§ **Work instructions**
Please transcribe the data below word for word, starting with the line containing "Tag man's dark" and going on through the line containing "53, 255, 140, 514", with both of those lines included.

§ **Supplied information**
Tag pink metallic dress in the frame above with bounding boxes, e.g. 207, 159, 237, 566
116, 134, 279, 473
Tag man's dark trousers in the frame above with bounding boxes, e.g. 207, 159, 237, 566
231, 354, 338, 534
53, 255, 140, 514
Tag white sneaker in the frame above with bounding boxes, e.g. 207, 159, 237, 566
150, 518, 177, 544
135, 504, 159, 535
--
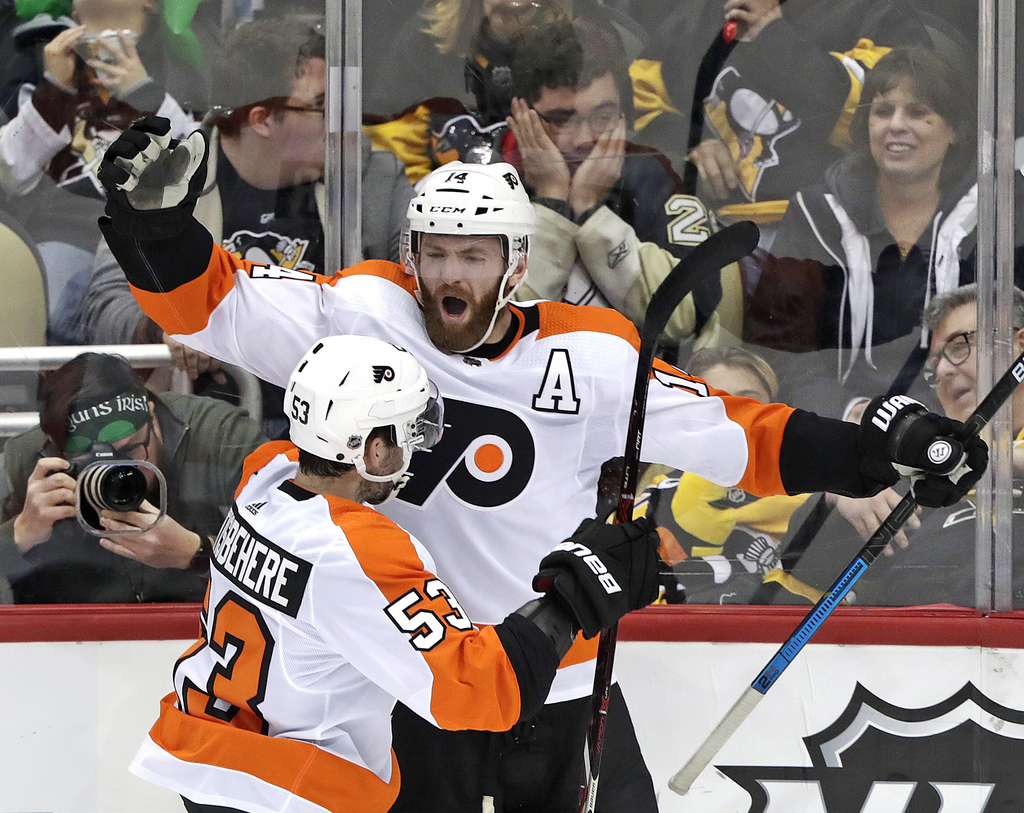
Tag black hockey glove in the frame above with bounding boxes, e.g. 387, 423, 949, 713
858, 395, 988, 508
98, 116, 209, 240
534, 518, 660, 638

§ **Solution to this exercise**
Tag man's dark trousers in the frame above with bounding boxes, e.g. 207, 159, 237, 566
231, 354, 338, 534
53, 255, 140, 514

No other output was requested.